■ Problem requirements ■
Transcribe verbatim the portion of the introduction to the favorite video games list below that opens with the words containing "Over the next" and closes with "sake of organization.".

>> BEGIN Source document

I’ve been wracking my brain for the last few months, attempting to compile a list of my 100 favorite games of all time. I’ve played a lot of video games, having been at this since the NES released in 1985, so coming up with 100 that I can confidently say I enjoyed more than all of the others wasn’t easy — neither was organizing them. But I can’t take it anymore, so I pried myself away from this cursed Word document and decided to just go with what I have. Bottoms up!
Over the next few weeks, I’ll break them down into groups of 10 from #100 all the way to #1. The articles probably won’t be consistent with their timing, but I’ll make it a point to link to the previous lists for the sake of organization.
It’s worth mentioning that this isn’t a list of the “best” games of all time, just my personal favorites. I’m only human, so there are (of course) countless games I’ve never played — even those that are widely treasured by the gaming community. So if one of your all-time favorites isn’t on the list, that’s probably why. Recommendations in the comment section are always welcome, though. I just ask that you not be a dick about any of my choices. That’s not the point of this.

>> END Source document
>> BEGIN Dataset rows

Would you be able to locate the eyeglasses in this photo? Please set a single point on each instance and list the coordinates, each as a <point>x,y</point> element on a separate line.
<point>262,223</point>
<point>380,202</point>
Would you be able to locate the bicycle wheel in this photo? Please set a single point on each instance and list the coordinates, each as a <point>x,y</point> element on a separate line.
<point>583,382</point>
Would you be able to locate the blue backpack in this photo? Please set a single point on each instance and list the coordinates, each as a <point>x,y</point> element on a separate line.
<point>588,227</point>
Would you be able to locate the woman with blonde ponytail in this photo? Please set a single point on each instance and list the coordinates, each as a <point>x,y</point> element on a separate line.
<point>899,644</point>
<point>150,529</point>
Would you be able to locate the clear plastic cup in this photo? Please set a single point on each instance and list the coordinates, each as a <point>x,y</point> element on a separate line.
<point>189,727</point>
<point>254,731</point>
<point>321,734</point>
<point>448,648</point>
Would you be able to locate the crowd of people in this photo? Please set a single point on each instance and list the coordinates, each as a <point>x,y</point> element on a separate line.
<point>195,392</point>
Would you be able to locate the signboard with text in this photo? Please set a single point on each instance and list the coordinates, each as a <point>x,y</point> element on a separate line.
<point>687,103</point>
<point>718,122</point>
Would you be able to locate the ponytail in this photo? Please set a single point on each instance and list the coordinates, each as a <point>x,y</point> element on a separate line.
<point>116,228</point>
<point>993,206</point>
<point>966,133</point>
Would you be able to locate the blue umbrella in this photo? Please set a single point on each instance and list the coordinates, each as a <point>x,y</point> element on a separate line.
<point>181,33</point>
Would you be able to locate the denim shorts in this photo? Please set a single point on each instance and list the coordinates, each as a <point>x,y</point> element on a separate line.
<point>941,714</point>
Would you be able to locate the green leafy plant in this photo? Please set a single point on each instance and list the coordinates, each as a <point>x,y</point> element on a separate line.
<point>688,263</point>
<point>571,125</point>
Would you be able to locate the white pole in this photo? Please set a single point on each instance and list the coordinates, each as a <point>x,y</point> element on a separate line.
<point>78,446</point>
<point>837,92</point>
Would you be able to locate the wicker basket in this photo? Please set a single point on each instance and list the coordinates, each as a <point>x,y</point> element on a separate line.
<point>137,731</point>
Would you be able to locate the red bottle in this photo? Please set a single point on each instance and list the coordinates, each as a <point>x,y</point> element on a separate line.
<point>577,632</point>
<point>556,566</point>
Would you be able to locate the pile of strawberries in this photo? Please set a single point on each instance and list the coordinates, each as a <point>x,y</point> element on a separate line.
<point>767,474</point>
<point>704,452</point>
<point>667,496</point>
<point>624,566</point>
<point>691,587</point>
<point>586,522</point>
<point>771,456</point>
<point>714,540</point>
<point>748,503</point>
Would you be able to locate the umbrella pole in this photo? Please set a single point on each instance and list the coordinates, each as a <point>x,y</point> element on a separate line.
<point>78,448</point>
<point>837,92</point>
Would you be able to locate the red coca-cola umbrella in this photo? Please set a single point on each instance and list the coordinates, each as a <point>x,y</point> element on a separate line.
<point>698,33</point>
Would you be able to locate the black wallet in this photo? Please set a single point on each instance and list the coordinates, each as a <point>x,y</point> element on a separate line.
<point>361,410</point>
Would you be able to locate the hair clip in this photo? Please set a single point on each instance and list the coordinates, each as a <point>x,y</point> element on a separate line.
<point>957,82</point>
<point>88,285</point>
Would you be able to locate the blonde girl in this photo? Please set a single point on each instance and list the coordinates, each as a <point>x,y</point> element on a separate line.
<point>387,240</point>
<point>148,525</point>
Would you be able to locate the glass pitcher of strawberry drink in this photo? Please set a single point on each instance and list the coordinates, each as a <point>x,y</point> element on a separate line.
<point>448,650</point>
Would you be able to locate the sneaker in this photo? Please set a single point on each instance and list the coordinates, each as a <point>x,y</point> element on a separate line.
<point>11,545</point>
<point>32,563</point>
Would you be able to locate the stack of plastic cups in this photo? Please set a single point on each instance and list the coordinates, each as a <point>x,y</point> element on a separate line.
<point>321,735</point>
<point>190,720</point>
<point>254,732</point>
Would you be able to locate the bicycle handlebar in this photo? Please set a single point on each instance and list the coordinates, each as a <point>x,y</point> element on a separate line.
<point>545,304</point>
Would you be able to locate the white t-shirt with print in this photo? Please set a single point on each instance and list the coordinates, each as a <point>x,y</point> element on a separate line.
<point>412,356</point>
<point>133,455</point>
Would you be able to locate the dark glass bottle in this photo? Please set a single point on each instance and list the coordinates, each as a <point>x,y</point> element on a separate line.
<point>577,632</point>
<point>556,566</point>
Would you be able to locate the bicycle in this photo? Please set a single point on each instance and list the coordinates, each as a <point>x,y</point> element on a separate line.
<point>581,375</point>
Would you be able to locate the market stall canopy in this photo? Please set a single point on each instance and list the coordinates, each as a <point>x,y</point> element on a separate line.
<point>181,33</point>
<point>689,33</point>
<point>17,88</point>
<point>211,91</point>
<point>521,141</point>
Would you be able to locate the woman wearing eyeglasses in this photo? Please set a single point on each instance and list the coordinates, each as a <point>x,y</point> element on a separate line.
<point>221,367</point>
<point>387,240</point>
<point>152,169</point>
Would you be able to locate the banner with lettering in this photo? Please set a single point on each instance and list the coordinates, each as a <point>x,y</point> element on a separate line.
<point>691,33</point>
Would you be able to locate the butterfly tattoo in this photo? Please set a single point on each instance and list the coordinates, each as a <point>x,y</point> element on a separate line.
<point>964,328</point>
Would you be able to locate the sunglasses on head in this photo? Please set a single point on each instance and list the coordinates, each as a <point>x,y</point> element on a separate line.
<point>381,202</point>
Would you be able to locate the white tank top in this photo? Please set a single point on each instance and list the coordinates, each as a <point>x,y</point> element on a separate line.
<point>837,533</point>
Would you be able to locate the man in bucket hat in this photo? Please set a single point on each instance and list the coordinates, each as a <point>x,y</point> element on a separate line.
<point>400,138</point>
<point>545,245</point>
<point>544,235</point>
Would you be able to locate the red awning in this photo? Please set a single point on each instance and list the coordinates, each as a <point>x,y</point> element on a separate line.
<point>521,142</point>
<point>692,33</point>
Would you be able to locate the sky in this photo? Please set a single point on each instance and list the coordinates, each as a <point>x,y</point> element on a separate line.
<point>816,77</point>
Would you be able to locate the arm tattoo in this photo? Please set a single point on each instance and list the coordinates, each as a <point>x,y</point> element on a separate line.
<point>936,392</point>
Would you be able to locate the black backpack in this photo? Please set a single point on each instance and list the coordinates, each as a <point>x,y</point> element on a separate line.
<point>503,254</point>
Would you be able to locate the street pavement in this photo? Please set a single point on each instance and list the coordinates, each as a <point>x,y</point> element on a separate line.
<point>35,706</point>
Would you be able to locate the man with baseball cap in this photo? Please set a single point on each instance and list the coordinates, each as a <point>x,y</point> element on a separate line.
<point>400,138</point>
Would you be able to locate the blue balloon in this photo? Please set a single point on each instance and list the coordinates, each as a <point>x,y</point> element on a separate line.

>> END Dataset rows

■ Answer to the exercise ■
Over the next few weeks, I’ll break them down into groups of 10 from #100 all the way to #1. The articles probably won’t be consistent with their timing, but I’ll make it a point to link to the previous lists for the sake of organization.